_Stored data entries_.

↓↓↓

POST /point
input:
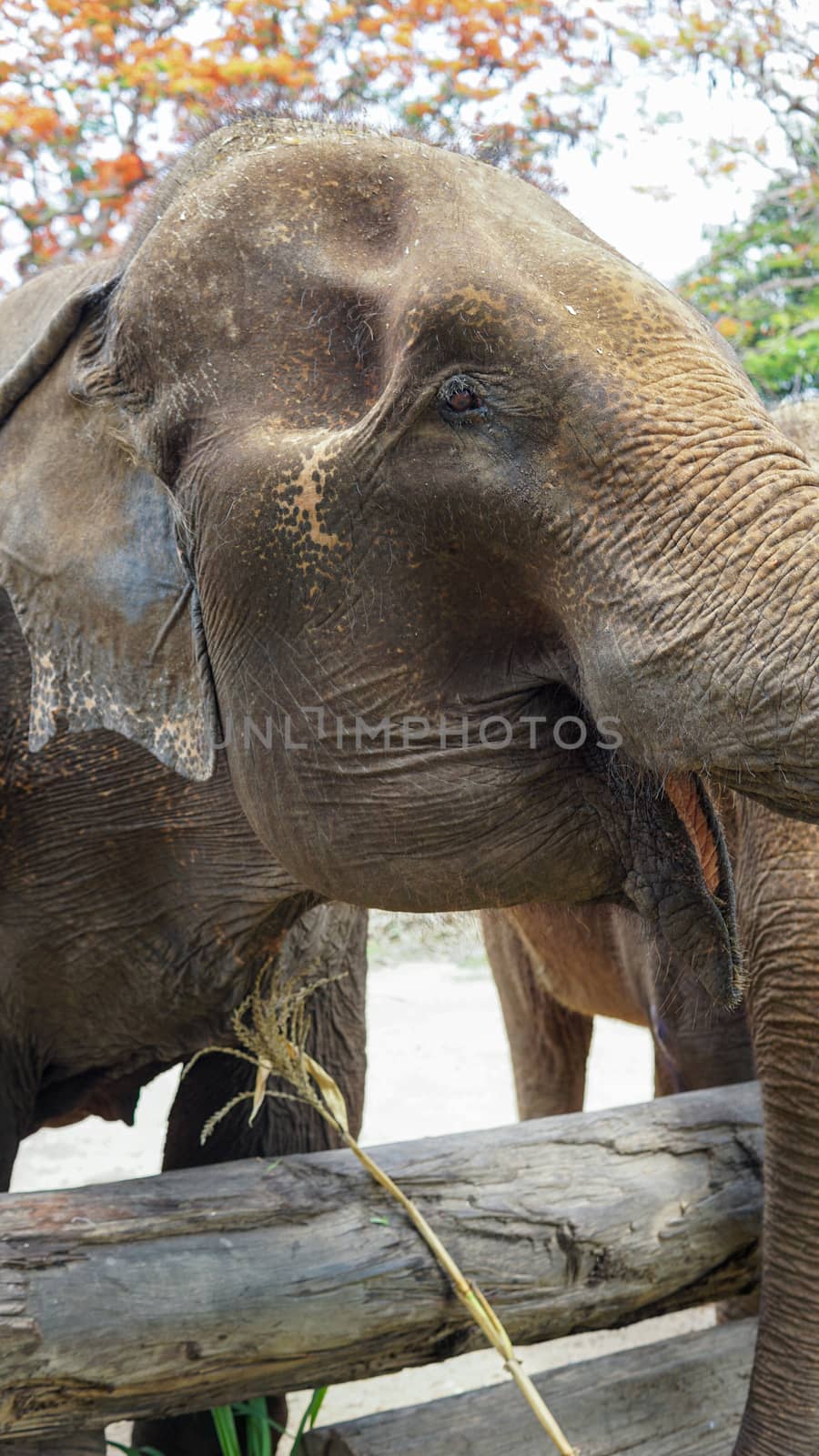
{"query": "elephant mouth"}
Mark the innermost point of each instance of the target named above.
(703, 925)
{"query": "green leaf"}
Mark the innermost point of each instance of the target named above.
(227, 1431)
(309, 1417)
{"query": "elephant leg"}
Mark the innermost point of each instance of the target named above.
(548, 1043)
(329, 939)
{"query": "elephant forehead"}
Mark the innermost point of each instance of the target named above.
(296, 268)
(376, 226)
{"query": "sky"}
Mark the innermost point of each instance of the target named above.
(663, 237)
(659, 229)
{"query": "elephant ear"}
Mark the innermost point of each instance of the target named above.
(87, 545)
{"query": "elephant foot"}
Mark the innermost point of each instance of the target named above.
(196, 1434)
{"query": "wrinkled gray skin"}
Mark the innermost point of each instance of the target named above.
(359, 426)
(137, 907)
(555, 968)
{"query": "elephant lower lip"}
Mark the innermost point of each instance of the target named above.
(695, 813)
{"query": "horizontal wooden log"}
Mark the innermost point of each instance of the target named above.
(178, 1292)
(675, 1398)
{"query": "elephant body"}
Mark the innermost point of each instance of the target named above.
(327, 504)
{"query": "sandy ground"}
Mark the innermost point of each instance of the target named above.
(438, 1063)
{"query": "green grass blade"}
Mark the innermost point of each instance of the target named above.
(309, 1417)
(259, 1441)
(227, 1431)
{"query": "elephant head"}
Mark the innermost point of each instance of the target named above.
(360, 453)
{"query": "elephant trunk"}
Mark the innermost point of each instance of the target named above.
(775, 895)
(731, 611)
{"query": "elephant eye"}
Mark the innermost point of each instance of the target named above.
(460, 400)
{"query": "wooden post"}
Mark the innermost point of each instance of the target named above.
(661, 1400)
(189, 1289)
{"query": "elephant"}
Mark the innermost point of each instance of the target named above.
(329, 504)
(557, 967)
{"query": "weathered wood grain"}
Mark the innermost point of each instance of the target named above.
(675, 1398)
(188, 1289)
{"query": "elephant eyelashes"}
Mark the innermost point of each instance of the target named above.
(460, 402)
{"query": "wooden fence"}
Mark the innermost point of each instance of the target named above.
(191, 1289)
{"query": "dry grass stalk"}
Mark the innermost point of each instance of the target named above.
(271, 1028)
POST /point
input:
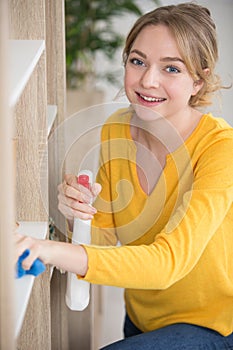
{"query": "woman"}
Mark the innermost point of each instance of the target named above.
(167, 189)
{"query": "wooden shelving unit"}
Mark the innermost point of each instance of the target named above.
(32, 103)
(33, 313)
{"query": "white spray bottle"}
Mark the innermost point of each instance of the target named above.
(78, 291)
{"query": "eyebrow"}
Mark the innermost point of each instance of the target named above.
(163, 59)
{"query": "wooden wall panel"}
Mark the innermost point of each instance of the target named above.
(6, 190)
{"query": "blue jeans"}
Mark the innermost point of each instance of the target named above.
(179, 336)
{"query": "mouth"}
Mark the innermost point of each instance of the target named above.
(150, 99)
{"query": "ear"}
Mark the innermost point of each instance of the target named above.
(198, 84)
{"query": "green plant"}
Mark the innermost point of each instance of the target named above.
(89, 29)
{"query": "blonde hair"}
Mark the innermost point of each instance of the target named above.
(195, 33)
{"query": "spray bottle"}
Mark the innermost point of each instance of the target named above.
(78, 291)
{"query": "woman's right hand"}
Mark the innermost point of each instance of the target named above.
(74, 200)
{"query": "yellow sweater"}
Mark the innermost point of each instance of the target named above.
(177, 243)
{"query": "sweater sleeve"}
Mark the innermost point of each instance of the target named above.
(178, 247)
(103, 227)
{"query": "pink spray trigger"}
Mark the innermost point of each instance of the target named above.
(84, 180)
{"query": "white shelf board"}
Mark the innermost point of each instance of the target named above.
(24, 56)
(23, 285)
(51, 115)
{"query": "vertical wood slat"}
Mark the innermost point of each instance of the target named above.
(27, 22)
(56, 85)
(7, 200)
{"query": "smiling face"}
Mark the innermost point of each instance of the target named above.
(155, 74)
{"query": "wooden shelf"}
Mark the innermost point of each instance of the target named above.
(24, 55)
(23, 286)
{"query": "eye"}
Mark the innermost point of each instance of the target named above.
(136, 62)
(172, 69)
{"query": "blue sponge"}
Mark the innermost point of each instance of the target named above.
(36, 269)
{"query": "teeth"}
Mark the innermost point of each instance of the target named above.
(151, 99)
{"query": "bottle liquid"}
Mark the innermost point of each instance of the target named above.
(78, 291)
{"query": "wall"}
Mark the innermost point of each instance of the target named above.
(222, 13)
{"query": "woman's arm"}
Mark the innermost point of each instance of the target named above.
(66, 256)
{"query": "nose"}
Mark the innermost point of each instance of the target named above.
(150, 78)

↑↑↑

_PROMPT_. Every record must be set down again exactly; pictures do not belong in the copy.

_RESULT OF THE TASK_.
POST /point
input:
{"query": "elephant mouth"}
Mark the innermost point of each instance of the target named above.
(703, 925)
{"query": "green leaf"}
Mark the innermost point of each instance of the target named above.
(227, 1431)
(309, 1417)
{"query": "elephant leg"}
Mark the innermost point of each instance of the target named above.
(548, 1043)
(329, 939)
{"query": "elephant forehead"}
Mark the innermost point of each instance of the target named above.
(296, 268)
(376, 226)
{"query": "sky"}
Mark the innermost point of each instance of the target named above.
(663, 237)
(659, 229)
{"query": "elephant ear"}
Mark the innermost point of each instance of the target named above.
(87, 545)
{"query": "elephant foot"}
Mark the innermost point of each instance of the target named above.
(196, 1434)
{"query": "wrinkled gray skin"}
Mark the innermost point of each instance of the target named above.
(359, 426)
(137, 907)
(555, 968)
{"query": "elephant lower lip"}
Mark the innermost point of each instance of the target named above.
(695, 813)
{"query": "horizontal wooden log"}
Mark the innermost point of each instance of the target named above.
(178, 1292)
(675, 1398)
{"query": "elephant body"}
Mark the innermost point of each instance of the target named above.
(327, 504)
{"query": "sandy ground"}
Mark the innermost point of each instance of the target named above.
(438, 1063)
{"query": "green grass blade"}
Mark the innermost point of each instance of the target named above.
(309, 1417)
(259, 1441)
(227, 1431)
{"query": "elephant head"}
Mark the innermost point of each instance of the target named above.
(360, 453)
{"query": "elephant trunk"}
Mark the innermost point of each instance of the target named above.
(775, 895)
(731, 611)
{"query": "elephant eye"}
Mark the innermost point of each instance of the target named above.
(460, 400)
{"query": "wooden post"}
Mark the innermost point of each instance of the target named above.
(661, 1400)
(189, 1289)
{"query": "elephant"}
Mark the innermost point of each instance of the target named above.
(329, 504)
(557, 967)
{"query": "weathered wood grain"}
Mark the innermost point of each instance of the target named above.
(675, 1398)
(188, 1289)
{"query": "elephant eyelashes"}
Mark the innermost point of each instance of the target named above.
(460, 402)
{"query": "wooden fence"}
Mark the innermost point of each instance of the target named above.
(191, 1289)
{"query": "dry grass stalk"}
Mark the innermost point of each instance of the target named above.
(271, 1028)
POST /point
input:
{"query": "woman"}
Mark the innermost point of each instance of the target named above.
(167, 189)
{"query": "wooden shelving unit"}
Mark the innermost point of each instance of the target named above.
(32, 103)
(33, 313)
{"query": "white spray bottle"}
Mark the innermost point of each instance of the target named above.
(78, 291)
{"query": "eyebrow"}
Mark the innermost point of each instance of the target named above.
(163, 59)
{"query": "wooden wall panel"}
Mark the innermost point of each instance of the target named above.
(6, 190)
{"query": "blue jeans"}
Mark the innermost point of each instance of the target named above.
(179, 336)
{"query": "mouth"}
Mark the innermost point of each instance of the target named above.
(150, 99)
{"query": "ear"}
Mark the innermost point of each instance of the target named above.
(198, 84)
{"query": "green plant"}
Mark the innermost point of each instance of the target named above.
(89, 29)
{"query": "blonde hair"}
Mark the innermost point of each instance of the target named above.
(195, 33)
{"query": "spray bottle"}
Mark the innermost point of each instance of the target named above.
(78, 291)
{"query": "woman's right hand"}
Mark the innermost point of each instance of the target named above.
(74, 200)
{"query": "yellow sweater"}
Mark the innermost point of each instance of the target named above.
(177, 243)
{"query": "sweater sleeve"}
Mark the innermost point of each instance of the target named above.
(178, 247)
(103, 227)
{"query": "pink spray trigger"}
Mark the innermost point of each instance of the target named above.
(84, 180)
{"query": "white shelf board"}
Mark the innermost point of each instance of the target named above.
(24, 56)
(23, 285)
(51, 115)
{"query": "vertical wood slat"}
Mark the innermost point of each instance of the target named above.
(27, 22)
(56, 85)
(7, 200)
{"query": "smiling face"}
Mark the innermost point of each instance of the target named above.
(155, 74)
{"query": "wooden shelf"}
Mark the innermost point of each instance of the target named above.
(24, 55)
(23, 286)
{"query": "eye"}
Mark the innermost point of each instance of the target named above.
(136, 62)
(172, 69)
{"query": "blue sponge"}
Mark the innermost point of each instance of the target named above.
(36, 269)
{"query": "teeth"}
Mark the innermost point of each instance of the target named above.
(151, 99)
{"query": "bottle liquid"}
Mark the innermost point of each instance of the target named above.
(78, 291)
{"query": "wall"}
Mark the innermost point of each instance of the target named above.
(222, 13)
{"query": "woman's arm"}
Mark the innermost point of each instance of the target named above.
(66, 256)
{"query": "nose"}
Mark the innermost point of each instance of the target named above.
(150, 78)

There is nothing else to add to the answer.